» Requirement:
Can you lay out the lines, from the one containing "# point at: white fence" through the final line with both included, as a JSON list of strings, one string per line and any blank lines omitted?

» Extracted data:
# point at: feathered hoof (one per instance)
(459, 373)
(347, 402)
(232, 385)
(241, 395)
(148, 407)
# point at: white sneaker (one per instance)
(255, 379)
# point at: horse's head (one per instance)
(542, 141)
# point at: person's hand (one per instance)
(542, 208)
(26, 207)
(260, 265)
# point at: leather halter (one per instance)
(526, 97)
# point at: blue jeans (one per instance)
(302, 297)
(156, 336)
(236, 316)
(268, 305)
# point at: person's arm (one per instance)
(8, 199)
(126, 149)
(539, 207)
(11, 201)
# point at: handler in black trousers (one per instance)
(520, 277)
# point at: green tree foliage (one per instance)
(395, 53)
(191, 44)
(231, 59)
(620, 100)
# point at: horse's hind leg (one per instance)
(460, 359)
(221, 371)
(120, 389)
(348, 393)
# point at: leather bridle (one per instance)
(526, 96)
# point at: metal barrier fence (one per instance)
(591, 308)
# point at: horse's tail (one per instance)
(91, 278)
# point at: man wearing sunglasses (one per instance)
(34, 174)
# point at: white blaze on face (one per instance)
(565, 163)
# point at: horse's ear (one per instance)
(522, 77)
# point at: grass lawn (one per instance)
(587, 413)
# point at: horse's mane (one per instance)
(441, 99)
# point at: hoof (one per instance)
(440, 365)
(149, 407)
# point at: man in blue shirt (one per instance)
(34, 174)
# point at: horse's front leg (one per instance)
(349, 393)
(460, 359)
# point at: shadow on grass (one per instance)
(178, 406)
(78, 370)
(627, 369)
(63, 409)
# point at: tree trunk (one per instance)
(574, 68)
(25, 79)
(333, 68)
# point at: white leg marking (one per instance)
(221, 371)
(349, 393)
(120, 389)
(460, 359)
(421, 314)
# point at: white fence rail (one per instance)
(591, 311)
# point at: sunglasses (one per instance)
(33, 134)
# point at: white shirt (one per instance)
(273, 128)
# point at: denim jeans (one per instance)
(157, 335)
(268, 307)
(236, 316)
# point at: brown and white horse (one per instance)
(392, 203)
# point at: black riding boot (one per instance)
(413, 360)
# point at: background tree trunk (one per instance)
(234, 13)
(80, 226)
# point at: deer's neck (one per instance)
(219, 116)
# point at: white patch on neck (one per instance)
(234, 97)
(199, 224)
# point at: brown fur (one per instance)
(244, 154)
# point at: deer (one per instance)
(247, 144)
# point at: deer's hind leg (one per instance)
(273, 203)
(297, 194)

» Answer below:
[
  "# point at: white fence rail (one per instance)",
  "(591, 311)",
  "# point at: sunglasses (one per instance)",
  "(33, 134)",
  "# point at: white shirt (one per instance)",
  "(273, 128)",
  "# point at: denim jeans (one per instance)",
  "(157, 335)",
  "(268, 307)",
  "(236, 316)",
  "# point at: brown and white horse (one per instance)",
  "(392, 203)",
  "# point at: black riding boot (one per instance)",
  "(413, 360)",
  "# point at: background tree trunk (one per instance)",
  "(234, 13)",
  "(80, 226)",
  "# point at: deer's neck (one per instance)",
  "(219, 116)",
  "# point at: white patch on neck (one per instance)",
  "(234, 97)",
  "(199, 224)",
  "# point at: brown fur (one per instance)",
  "(244, 154)",
  "# point at: deer (one per instance)",
  "(247, 144)",
  "# point at: deer's hind leg (one per instance)",
  "(273, 203)",
  "(297, 194)"
]